◆ Your task ◆
Reproduce every row between the one containing "If you could pick out the soccer player in green" and the end of the rows, inclusive, with the requests left as they are. Offset each number in the point coordinates by -96.

◆ Exercise materials ◆

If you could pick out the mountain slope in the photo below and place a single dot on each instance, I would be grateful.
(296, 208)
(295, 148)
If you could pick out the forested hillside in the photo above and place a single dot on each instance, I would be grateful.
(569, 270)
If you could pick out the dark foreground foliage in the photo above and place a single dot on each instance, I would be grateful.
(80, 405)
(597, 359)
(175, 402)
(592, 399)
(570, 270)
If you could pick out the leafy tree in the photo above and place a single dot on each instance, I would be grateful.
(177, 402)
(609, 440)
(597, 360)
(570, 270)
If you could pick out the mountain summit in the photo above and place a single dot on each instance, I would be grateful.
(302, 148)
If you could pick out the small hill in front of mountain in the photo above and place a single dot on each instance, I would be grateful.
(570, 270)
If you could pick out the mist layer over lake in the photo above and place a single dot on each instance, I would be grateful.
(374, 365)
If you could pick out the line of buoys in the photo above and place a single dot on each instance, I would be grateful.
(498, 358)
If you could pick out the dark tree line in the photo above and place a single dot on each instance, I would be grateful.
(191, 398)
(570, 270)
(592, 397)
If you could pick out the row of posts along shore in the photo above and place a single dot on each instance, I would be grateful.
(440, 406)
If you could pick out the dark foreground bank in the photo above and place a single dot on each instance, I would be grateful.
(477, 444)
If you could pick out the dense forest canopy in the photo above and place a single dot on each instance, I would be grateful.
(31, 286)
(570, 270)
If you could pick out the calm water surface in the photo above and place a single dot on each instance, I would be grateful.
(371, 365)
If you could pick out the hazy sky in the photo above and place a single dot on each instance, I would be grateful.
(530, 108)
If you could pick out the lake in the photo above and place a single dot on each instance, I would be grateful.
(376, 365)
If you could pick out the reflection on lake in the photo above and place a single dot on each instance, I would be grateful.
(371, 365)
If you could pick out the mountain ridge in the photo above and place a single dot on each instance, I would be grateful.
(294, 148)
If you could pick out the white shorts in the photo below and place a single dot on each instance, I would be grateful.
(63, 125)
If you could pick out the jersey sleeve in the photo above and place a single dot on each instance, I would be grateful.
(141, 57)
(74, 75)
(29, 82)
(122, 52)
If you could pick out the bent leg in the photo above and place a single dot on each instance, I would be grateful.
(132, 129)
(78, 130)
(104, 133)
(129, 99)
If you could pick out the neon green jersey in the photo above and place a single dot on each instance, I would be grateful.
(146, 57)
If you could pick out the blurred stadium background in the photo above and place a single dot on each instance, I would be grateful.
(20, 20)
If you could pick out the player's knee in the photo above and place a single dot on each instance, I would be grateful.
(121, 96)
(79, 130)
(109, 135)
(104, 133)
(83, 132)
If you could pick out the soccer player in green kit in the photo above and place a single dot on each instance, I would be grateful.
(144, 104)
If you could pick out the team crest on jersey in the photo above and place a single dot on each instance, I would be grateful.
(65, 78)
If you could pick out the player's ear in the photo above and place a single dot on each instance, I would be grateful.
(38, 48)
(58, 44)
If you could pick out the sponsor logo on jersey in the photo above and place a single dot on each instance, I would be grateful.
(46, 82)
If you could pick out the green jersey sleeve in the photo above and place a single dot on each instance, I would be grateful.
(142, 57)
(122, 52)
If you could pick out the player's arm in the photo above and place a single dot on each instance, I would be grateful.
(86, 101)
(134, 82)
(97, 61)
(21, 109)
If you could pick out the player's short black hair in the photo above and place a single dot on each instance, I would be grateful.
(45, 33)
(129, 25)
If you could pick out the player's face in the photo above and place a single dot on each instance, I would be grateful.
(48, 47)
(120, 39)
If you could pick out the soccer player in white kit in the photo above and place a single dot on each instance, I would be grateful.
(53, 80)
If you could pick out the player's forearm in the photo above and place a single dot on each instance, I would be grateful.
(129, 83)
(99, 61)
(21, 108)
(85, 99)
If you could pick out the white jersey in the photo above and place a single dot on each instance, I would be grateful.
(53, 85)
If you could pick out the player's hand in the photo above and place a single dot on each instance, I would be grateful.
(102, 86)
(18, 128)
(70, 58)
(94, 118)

◆ Solution ◆
If you could pick out the soccer player in green kit in the photo above and place a single dot on each instance, I would be grateful.
(48, 8)
If you could pick out the team crest on jersey in the photo above and place a single dot on each instance, I would be grateful.
(-31, -18)
If you could pick out the player's ear in the photo above and place a single dot on each instance, I would be grateful.
(-58, -48)
(-38, -52)
If you could pick out the sponsor logo on jersey in the photo above and place a single dot on each instance, I would be grateful.
(-50, -14)
If you could pick out the green jersey sleeve in the photo above and place a single dot on each instance, I would be grateful.
(46, -39)
(26, -44)
If you could pick out the player's arm in the photo above and place a single dot on each instance, I would be grateful.
(-10, 5)
(38, -14)
(1, -35)
(-75, 13)
If you could pick out the player's short black hair in the photo above and place a single dot on each instance, I would be grateful.
(-51, -63)
(33, -71)
If you could pick out the player's face in the photo above and place a single dot on each instance, I would be grateful.
(-48, -49)
(24, -57)
If you could pick out the soccer player in white kit in the photo above and place a single dot on each instance, I would be grateful.
(-43, -16)
If you could pick out the player's forearm in the photo above and place a single dot on each instance, I would be grateful.
(33, -13)
(3, -35)
(-75, 12)
(-11, 3)
If you could pick out the white jersey in the photo above and place a single dot on each instance, I would be grateful.
(-43, -11)
If you could pick out the player's hand in the photo above and place a single dot on each instance, I would be grateful.
(6, -10)
(-78, 32)
(-26, -38)
(-2, 22)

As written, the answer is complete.